JOB: Restate all of the data exactly.
==== INPUT FOR THIS TASK
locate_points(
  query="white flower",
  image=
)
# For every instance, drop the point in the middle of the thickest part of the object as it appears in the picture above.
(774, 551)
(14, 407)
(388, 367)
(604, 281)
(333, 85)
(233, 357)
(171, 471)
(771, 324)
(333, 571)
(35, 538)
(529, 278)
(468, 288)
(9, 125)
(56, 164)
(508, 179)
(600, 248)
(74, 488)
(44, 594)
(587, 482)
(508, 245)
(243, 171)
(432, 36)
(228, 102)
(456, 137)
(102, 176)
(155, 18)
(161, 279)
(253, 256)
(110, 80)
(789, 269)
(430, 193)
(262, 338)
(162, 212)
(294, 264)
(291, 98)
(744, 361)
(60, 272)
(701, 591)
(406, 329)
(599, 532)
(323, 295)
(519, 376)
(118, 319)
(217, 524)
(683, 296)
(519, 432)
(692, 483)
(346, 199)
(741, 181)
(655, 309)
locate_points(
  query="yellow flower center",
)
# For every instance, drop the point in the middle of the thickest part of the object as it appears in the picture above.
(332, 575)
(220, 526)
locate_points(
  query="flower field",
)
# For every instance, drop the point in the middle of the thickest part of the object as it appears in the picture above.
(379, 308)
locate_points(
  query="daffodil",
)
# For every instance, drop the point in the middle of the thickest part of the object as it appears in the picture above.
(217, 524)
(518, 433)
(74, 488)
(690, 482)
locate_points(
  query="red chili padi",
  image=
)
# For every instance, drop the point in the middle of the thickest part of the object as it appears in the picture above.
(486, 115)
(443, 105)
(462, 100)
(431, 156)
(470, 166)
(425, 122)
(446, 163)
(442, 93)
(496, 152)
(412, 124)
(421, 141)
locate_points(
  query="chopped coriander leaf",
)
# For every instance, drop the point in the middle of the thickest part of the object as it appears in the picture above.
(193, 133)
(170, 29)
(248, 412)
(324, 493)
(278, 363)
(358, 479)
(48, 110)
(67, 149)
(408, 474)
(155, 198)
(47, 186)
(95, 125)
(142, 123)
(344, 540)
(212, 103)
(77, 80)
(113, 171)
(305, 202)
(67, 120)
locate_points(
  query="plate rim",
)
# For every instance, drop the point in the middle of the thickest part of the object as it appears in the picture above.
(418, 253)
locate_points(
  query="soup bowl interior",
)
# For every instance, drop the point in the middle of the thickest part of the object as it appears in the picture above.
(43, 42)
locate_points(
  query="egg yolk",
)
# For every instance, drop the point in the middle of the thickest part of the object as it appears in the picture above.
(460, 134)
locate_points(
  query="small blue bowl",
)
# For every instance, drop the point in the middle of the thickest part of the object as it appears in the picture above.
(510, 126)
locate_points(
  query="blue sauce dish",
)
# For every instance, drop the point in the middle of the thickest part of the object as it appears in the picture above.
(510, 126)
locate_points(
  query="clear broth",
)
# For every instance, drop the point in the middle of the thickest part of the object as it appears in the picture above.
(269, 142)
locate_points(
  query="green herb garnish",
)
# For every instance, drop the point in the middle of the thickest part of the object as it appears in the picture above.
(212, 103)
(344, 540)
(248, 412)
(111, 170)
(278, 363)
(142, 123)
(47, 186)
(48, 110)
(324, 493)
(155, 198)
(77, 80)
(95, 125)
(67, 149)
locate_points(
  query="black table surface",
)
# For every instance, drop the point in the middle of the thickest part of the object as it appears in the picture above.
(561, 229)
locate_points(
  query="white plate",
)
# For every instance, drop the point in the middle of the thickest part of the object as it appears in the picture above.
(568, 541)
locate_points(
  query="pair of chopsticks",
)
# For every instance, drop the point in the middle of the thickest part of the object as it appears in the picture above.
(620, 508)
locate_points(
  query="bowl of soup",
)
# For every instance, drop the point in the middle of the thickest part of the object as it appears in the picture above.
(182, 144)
========
WRITTEN ANSWER:
locate_points(
  query="white flower",
  image=
)
# For every instance, drop the point in the middle of the thickest part of the object as it appears in the picture above.
(774, 551)
(14, 407)
(388, 367)
(604, 281)
(333, 85)
(233, 357)
(171, 471)
(771, 324)
(333, 571)
(35, 538)
(529, 278)
(468, 288)
(9, 125)
(56, 164)
(508, 179)
(600, 248)
(74, 488)
(44, 594)
(587, 482)
(508, 245)
(243, 171)
(432, 36)
(228, 102)
(456, 137)
(102, 176)
(155, 18)
(161, 279)
(253, 256)
(110, 80)
(789, 269)
(430, 193)
(262, 338)
(162, 212)
(294, 264)
(291, 98)
(744, 361)
(60, 272)
(701, 591)
(406, 329)
(599, 532)
(323, 295)
(519, 376)
(118, 319)
(217, 524)
(683, 296)
(519, 432)
(692, 483)
(346, 199)
(741, 181)
(655, 309)
locate_points(
  query="yellow flower center",
)
# For every instance, drop the point in the middle of the thickest part of the object as it appears in the picture above.
(332, 575)
(220, 526)
locate_points(
  query="flower field",
)
# For every instance, drop the point in the middle of the thickest part of the object as it appears in the picture above.
(379, 308)
locate_points(
  query="daffodil",
)
# For every instance, drop the point in the middle of the thickest part of the object as it appears in the picture above.
(217, 524)
(518, 433)
(74, 488)
(690, 482)
locate_points(
  query="red chili padi",
  image=
)
# For every instance, drop the point in the middle of the thickest part of the object as it appears in the picture above.
(486, 115)
(443, 105)
(462, 100)
(431, 156)
(470, 166)
(425, 122)
(446, 163)
(442, 93)
(496, 152)
(412, 124)
(421, 141)
locate_points(
  query="chopped coriander leaf",
)
# For every instance, drop the point in the middle of the thickest part of the object as it appears in the picture above.
(193, 133)
(170, 29)
(248, 412)
(324, 493)
(278, 363)
(358, 479)
(48, 110)
(67, 149)
(408, 474)
(155, 198)
(47, 186)
(95, 125)
(142, 123)
(344, 540)
(212, 103)
(77, 80)
(113, 171)
(305, 202)
(67, 120)
locate_points(
  query="plate rim",
)
# For every instance, drop the point in the middle of the thickest part of the object as it appears in the picture above.
(418, 253)
locate_points(
  query="soup bowl interior",
)
# For every instance, drop the point in the middle of the thickest part of the object as it appears in the picture above.
(43, 42)
locate_points(
  query="egg yolk",
)
# For every instance, drop the point in the middle of the thickest part of the object as it appears in the picture above.
(460, 134)
locate_points(
  query="small blue bowl",
)
# For every instance, drop the point in the middle of the thickest part of the object as it appears in the picture above.
(510, 126)
locate_points(
  query="blue sauce dish",
)
# For every instance, drop the point in the middle of the thickest part of the object as it appears in the picture above.
(510, 126)
locate_points(
  query="clear broth",
)
# For every instance, drop the point in the middle of the thickest part of the object as it appears in the picture above.
(269, 142)
locate_points(
  query="green herb garnish",
)
# For every instance, drop the point in the middle of the thickest part of the object as it appears in the picture above.
(212, 103)
(344, 540)
(248, 412)
(111, 170)
(278, 363)
(142, 123)
(47, 186)
(48, 110)
(324, 493)
(155, 198)
(77, 80)
(95, 125)
(67, 149)
locate_points(
  query="black table surface",
)
# For every instance, drop the point in the middle of the thickest part of the object as it appears in the picture above.
(561, 229)
locate_points(
  query="white plate",
)
# For every instance, drop the point in the middle of the thickest part of the object as it appears in the picture above.
(568, 541)
locate_points(
  query="pair of chopsticks",
)
# For every instance, drop the point in the middle of the thickest part of the object as it appears in the picture above.
(620, 508)
locate_points(
  query="bowl of soup",
)
# For every instance, drop the point in the middle of the thickest part of the object as it appears in the picture above.
(182, 144)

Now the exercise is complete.